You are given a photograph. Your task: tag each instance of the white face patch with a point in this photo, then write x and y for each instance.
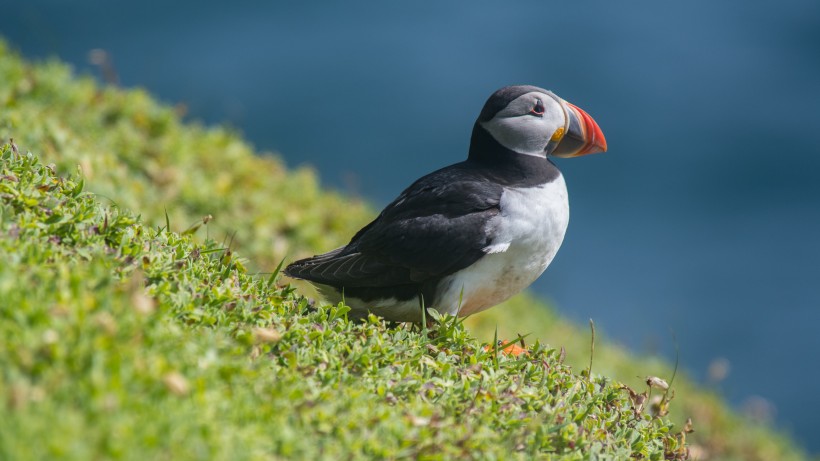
(518, 129)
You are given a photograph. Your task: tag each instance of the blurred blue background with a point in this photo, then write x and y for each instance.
(703, 219)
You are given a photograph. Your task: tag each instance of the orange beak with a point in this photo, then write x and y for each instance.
(583, 136)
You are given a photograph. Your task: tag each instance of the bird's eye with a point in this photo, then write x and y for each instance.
(538, 109)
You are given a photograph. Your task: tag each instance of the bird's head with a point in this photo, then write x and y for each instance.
(533, 121)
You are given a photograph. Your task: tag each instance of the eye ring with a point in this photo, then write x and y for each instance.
(538, 109)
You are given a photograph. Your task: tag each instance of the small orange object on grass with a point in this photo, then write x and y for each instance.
(508, 348)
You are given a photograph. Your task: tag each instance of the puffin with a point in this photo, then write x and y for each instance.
(470, 235)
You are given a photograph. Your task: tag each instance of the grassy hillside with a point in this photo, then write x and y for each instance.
(131, 340)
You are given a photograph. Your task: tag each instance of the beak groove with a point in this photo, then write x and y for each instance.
(583, 135)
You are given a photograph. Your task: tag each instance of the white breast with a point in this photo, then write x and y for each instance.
(527, 234)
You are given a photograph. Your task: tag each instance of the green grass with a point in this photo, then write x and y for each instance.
(147, 337)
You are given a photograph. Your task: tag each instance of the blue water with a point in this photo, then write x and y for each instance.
(702, 219)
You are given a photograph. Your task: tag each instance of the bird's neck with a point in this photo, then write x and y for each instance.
(524, 169)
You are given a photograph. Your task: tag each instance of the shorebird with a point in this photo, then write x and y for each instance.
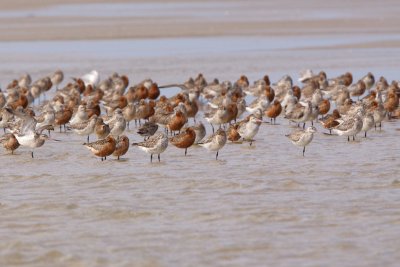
(92, 78)
(233, 133)
(324, 107)
(156, 144)
(259, 103)
(118, 125)
(349, 125)
(9, 142)
(249, 129)
(200, 131)
(80, 116)
(184, 139)
(101, 129)
(330, 121)
(147, 129)
(102, 148)
(368, 123)
(357, 89)
(369, 80)
(215, 142)
(129, 113)
(122, 146)
(300, 113)
(217, 116)
(57, 78)
(86, 127)
(27, 134)
(3, 100)
(273, 111)
(176, 121)
(301, 137)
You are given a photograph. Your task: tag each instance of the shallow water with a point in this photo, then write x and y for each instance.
(259, 205)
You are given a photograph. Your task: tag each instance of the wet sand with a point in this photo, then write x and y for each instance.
(263, 205)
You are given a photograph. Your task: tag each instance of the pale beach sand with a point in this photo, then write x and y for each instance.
(91, 19)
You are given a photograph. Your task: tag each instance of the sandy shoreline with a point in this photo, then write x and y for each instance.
(231, 21)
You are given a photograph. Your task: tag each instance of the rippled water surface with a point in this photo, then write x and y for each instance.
(259, 205)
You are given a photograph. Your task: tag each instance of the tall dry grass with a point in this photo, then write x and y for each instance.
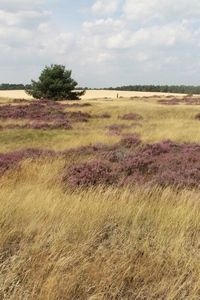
(102, 243)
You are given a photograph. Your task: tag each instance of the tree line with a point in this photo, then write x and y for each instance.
(183, 89)
(12, 86)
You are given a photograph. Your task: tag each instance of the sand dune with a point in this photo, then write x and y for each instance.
(90, 94)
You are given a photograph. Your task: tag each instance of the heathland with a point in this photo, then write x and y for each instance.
(99, 198)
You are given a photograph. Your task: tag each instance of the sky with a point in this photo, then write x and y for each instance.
(104, 42)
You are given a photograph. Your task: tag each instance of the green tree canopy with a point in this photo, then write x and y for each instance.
(55, 83)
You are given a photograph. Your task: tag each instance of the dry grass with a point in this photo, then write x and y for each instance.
(98, 243)
(101, 243)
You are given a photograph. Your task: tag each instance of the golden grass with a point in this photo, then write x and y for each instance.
(101, 243)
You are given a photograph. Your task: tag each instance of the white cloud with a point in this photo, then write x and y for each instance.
(119, 42)
(145, 10)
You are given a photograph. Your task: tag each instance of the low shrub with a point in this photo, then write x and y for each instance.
(165, 164)
(12, 159)
(89, 174)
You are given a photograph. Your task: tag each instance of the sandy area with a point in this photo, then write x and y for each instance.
(90, 94)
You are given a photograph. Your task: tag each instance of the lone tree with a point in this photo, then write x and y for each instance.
(55, 83)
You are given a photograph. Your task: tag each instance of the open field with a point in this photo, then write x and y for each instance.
(101, 206)
(90, 94)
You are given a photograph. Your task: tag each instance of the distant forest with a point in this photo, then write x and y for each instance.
(185, 89)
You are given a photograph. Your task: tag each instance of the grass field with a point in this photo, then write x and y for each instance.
(102, 241)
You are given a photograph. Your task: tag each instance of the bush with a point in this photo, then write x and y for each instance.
(55, 83)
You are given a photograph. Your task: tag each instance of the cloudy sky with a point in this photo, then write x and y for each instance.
(104, 42)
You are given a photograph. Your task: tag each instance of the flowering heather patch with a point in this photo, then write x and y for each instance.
(40, 125)
(165, 163)
(116, 129)
(131, 116)
(12, 159)
(89, 174)
(197, 116)
(21, 101)
(130, 141)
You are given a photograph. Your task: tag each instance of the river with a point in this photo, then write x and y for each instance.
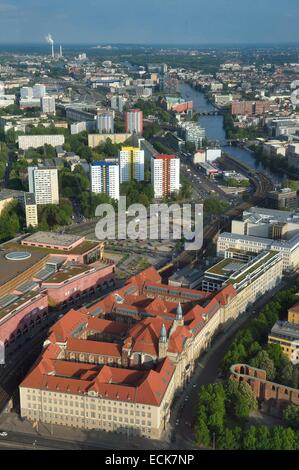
(215, 131)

→ **Goal of the exercise**:
Can you write out every one of the records above word for word, leaving the pictures out?

→ **Solution for this exercise**:
You are given a photograph. Your task: tag each instance of the white face patch with a point in this photo, then write x and y for each instance.
(518, 129)
You are given a photograph. Your task: tag each instance of the blurred blue background with a point in this photo, then write x and y for each instance.
(703, 219)
You are given a photograph. Your task: tag each instance of the orange beak with a point in this photo, then write x and y for each instance.
(583, 136)
You are given a photograph. Your task: tag each instance of the bird's eye with a point in this photo, then write x and y for each instance.
(538, 109)
You are given a photograph. Your task: tag each instance of the bird's head with a point in this photo, then write x and y for each instance.
(533, 121)
You are given a photograph. Your task: tag each instance of the eye ring with a point in this photo, then write x and y for each instance.
(538, 109)
You are given a photograph. Your task: tag each instance of the small orange object on grass with a point in this photo, then write x and y for each instance.
(508, 348)
You are given a photograph. Your task: tag each instance of the puffin with a point in this photo, then write x and y for each instance.
(470, 235)
You are given a photograph. Your task: tag each instance of the grassy hillside with a point in this photo, then write x and y for each instance.
(131, 340)
You are given a photograph. Your task: tag each instance of the beak groove with a point in this photo, then write x and y for each instance.
(583, 135)
You are given a photograph. Your task: tag each instance of the white breast with a point in this photo, then write x and y for each instance.
(527, 234)
You are given a photograph. Your task: tag each instance of the green grass with a point in this photo, then write x and y for each instance.
(147, 337)
You are given a photograph. Your task: tag each instance of the blue water with a point in this photo, then write x and y for each instance.
(702, 219)
You are given a photograph. Your task: tag each instance of the bird's neck with a point in this photo, then write x and y for each instance.
(524, 169)
You are given a photograph. Your task: tag each instance of the shorebird with a point in this photo, then write x and y for each instance.
(92, 78)
(233, 133)
(324, 107)
(156, 144)
(259, 103)
(118, 125)
(349, 125)
(9, 142)
(249, 129)
(200, 131)
(80, 116)
(184, 139)
(101, 129)
(330, 121)
(147, 129)
(102, 148)
(368, 123)
(357, 89)
(369, 80)
(215, 142)
(129, 113)
(122, 146)
(300, 113)
(217, 116)
(57, 78)
(86, 127)
(27, 134)
(3, 100)
(273, 111)
(176, 121)
(301, 137)
You are given a photograph. Your task: tag each instance of the shallow water with a point in this photo, then write x and y for each instance.
(259, 205)
You are given a photograph. Your task: tag each instance of the wet sand with a point in this photo, then write x and y for each instance.
(263, 205)
You are given a photograph. Your task: tag each instance of the pale beach sand with a point in this photo, then write x and y for each instance.
(91, 19)
You are given a photograph. Your task: tag each instance of the sandy shoreline with a point in this photo, then write x and y for each instance.
(231, 21)
You are given a photograph. Your task: tag each instance of the rippled water surface with a point in this photo, then write x and y for each instance.
(259, 205)
You are given a photograph. Your task: tag each instance of the tall dry grass with a point in this photo, then write x and y for each instance.
(102, 243)
You are given a photograph. Your task: tag each instance of the tree line with a point in this photo, then write x and y for each instance.
(183, 89)
(12, 86)
You are given a photograph. Your task: tag each instance of the sand dune with a point in this photo, then write x and y for each instance.
(90, 94)
You are given a photograph. Your task: tag each instance of the heathland with a point in this photo, then write x and y for each instance.
(99, 198)
You are given a photograph. Your task: tag each instance of the sky with a point in this photo, then write x and y for each instance.
(104, 42)
You are given a photograph. Your task: tag each instance of the green tree canopy with a point in this photo, then write x and y for each instance.
(55, 83)
You are given a photograph. Your task: tag each instance of the dry grass with a point in this photo, then write x and y for each instance.
(98, 243)
(101, 243)
You are given a photograph. Your task: tag each instance of the golden grass with a point in this photo, then write x and y for each instance.
(101, 243)
You are given a photograph. Your task: tag each instance of the white cloud with a point in this photo, then write x and y for each instance.
(119, 42)
(145, 10)
You are given a photograph. Your task: tag each instance of the low shrub with a point in this photo, then write x and y for each instance.
(165, 164)
(12, 159)
(89, 174)
You are given a photograph. Your task: tag each instance of the sandy area with a point in this photo, then write x and y for each instance.
(90, 94)
You are given a photograph. Your task: tag each instance of the lone tree with a point in this photo, then write x and y for each instance.
(55, 83)
You are given a photograph. Your task: tag each instance of the open field with a point in this photo, then write x and y for each instance.
(101, 206)
(90, 94)
You are given a photograph. Your task: tag each instance of the distant forest with a point in this photo, then write x and y for each instance.
(185, 89)
You are given a photograph. Your task: tag each instance of the grass field with a point in this photo, then write x and y for each instance.
(102, 241)
You are given a photograph. Your task: tag each instance of the bush with a point in this photo, then write x and y for each instance.
(55, 83)
You are given a photograph. Your task: tag each instance of the cloudy sky with a point in this photo, then write x and y for each instance.
(104, 42)
You are given a photograph. Your task: tag each instance of the flowering heather patch with a point in this photo, then write x and y for each instance.
(40, 125)
(165, 163)
(116, 129)
(131, 116)
(12, 159)
(89, 174)
(197, 116)
(21, 101)
(130, 141)
You are given a photograph. Your task: tag each instance of the river with a point in this photo, then write x and y for each instance.
(215, 131)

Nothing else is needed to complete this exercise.